- [Written request]:
Copy out the lines from the one with "the blue exterior" up to and including the one with "[540,82,608,180]", switching "glass entrance door" to "glass front door" and keeping all else the same.

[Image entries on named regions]
:::::

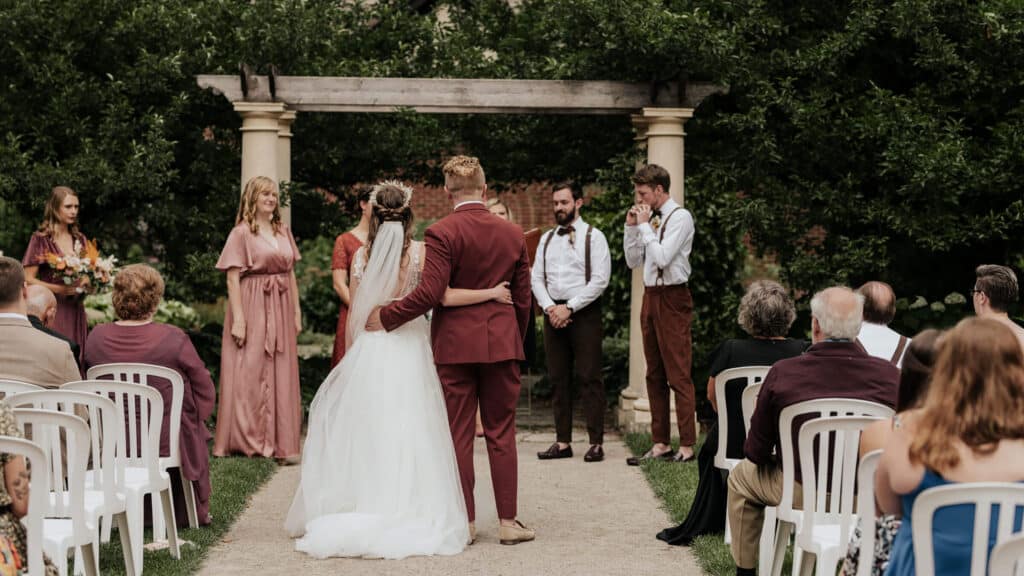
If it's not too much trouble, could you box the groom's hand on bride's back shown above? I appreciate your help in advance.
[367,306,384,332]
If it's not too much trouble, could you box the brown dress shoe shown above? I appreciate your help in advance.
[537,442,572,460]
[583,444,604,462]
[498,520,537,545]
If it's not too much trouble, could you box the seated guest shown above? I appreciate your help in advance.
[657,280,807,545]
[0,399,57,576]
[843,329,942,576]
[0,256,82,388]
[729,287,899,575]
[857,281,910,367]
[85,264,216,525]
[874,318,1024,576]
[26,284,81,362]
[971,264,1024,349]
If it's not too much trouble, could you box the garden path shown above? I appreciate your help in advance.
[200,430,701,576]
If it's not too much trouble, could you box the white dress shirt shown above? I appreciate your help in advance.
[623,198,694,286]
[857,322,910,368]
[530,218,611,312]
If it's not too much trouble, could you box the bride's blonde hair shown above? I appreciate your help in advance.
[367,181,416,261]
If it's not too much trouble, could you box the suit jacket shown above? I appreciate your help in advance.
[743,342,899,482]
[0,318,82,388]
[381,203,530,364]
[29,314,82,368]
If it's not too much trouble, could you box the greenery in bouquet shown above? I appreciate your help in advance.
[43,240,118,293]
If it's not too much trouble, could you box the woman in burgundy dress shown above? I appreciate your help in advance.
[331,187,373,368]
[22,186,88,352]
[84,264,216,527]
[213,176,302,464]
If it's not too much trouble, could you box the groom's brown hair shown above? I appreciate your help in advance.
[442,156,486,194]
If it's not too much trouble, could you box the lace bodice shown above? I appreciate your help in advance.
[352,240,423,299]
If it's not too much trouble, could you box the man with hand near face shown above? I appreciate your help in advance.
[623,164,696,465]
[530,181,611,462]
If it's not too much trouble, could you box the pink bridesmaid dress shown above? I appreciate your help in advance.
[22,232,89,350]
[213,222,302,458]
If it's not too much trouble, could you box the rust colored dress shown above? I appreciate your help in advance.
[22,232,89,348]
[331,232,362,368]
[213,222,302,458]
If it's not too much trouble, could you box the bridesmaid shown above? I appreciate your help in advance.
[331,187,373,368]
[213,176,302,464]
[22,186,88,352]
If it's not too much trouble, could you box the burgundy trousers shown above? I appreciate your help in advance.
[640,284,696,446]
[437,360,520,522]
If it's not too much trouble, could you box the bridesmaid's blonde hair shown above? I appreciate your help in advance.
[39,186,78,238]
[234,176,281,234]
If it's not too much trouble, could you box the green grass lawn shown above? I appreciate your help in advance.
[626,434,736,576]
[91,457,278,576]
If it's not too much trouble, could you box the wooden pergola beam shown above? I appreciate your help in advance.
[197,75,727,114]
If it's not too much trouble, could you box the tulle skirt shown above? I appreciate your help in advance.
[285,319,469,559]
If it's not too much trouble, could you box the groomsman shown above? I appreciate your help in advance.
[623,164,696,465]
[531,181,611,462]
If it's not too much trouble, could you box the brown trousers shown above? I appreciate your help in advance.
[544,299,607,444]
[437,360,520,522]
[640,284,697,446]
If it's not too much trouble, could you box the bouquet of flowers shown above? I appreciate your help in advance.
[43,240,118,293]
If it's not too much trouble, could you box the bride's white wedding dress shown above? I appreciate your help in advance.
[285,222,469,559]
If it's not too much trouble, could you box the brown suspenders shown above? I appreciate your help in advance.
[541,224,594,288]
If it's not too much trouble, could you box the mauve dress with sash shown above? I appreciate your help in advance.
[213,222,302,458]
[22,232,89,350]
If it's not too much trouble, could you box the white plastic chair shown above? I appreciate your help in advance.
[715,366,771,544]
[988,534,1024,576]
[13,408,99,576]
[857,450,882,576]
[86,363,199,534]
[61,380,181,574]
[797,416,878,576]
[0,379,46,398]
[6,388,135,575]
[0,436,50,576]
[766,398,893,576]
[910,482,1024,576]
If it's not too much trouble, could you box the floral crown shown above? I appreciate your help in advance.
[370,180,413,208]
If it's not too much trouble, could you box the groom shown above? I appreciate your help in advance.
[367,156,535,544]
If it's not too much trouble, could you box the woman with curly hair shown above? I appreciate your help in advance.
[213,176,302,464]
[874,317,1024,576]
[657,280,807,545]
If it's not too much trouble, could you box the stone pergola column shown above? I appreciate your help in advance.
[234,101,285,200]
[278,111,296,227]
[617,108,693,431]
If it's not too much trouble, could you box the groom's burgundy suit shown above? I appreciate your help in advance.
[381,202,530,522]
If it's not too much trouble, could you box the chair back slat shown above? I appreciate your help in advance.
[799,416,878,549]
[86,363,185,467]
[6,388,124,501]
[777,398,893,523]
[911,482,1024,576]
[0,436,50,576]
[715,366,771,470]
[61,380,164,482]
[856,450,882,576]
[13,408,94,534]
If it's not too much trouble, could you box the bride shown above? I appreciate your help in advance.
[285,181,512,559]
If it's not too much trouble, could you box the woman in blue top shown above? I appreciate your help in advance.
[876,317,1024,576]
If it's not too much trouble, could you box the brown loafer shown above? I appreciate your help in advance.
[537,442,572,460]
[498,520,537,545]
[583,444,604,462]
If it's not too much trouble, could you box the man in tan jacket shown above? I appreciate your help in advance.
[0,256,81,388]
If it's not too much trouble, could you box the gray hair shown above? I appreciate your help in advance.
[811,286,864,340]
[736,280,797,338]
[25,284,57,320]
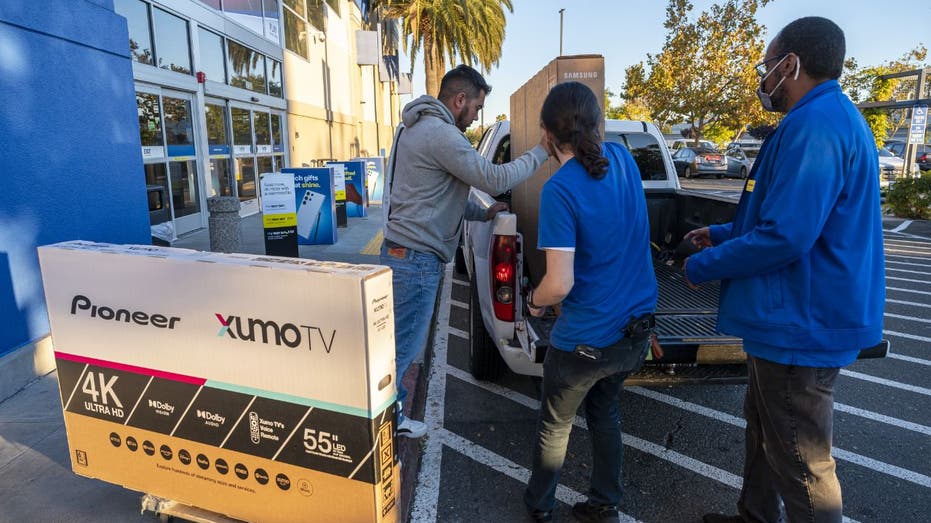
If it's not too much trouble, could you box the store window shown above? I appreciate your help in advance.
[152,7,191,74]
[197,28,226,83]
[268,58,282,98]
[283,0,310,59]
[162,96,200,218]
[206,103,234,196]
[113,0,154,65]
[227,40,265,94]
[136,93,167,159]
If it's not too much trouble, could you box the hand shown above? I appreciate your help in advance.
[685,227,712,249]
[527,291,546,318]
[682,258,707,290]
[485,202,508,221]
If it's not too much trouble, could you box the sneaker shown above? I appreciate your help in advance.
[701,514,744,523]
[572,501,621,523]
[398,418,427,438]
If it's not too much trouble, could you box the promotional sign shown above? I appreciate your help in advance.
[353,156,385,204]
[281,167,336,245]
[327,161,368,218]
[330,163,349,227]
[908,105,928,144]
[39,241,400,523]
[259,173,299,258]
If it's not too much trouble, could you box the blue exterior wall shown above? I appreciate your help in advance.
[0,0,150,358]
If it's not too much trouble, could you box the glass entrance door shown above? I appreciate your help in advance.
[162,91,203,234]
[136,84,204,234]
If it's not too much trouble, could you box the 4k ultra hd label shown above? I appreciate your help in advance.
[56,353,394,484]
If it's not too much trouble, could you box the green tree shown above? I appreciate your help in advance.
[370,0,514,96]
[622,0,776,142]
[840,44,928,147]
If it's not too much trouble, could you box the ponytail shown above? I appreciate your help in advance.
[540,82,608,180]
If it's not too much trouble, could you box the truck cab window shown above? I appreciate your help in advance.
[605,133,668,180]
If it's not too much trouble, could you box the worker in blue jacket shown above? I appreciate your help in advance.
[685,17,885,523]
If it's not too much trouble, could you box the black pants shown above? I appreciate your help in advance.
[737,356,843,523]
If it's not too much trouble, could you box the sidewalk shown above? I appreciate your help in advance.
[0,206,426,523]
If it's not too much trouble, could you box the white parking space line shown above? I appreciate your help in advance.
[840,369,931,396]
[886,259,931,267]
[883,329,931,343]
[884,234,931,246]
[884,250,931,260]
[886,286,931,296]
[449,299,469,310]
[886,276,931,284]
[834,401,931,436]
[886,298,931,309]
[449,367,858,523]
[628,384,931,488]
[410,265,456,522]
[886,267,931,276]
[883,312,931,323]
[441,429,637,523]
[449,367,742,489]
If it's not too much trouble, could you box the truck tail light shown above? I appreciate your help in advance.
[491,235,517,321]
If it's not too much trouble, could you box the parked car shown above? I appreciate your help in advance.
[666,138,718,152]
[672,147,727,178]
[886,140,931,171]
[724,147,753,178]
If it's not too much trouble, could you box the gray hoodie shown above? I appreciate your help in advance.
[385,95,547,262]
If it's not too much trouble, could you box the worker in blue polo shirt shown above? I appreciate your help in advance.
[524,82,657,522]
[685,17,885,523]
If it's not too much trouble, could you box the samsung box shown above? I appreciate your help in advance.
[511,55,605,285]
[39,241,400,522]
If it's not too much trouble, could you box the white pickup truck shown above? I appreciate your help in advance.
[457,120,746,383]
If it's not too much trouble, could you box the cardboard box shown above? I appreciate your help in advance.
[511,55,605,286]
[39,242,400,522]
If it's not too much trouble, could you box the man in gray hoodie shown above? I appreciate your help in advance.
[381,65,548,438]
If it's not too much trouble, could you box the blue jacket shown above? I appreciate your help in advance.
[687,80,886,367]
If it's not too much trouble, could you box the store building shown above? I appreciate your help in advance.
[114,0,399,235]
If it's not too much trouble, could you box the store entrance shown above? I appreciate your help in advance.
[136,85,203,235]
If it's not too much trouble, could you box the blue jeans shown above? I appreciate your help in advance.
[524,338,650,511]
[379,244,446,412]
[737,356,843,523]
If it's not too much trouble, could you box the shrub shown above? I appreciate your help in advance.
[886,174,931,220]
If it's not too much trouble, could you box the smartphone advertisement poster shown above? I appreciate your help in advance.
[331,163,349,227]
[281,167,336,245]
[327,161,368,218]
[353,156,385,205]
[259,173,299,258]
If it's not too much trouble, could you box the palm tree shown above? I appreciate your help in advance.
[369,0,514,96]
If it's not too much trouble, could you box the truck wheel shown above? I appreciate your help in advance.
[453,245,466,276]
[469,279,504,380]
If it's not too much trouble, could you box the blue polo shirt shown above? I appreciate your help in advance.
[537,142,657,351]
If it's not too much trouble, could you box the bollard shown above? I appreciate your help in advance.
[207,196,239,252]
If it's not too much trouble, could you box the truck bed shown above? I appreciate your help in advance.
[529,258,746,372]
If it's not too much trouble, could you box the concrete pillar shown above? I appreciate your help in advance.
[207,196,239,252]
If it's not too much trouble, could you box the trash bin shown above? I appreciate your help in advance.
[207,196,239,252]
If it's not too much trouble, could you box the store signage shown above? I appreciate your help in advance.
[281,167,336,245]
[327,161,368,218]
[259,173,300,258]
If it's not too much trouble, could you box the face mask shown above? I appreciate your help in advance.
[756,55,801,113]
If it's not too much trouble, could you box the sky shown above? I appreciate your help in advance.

:::::

- [Exercise result]:
If it's not too much trouble, could you box the blue exterior wall shown above? I appreciate your help in advance.
[0,0,150,358]
If it's not too much trouble, could you box the glass front door shown above? I appreciate your help in advance.
[162,91,203,234]
[136,84,204,234]
If it's not too much trouble, could you box the 4k ultra hd label shown above? I appreciate your help in advance.
[56,353,394,484]
If it's not too much trouble, could you box the green tree shown above? I appreciate your help in advance.
[370,0,514,96]
[622,0,776,142]
[840,44,928,147]
If it's not too much trouble, could you box the ponytail shown above? I appreciate your help in advance.
[540,82,608,180]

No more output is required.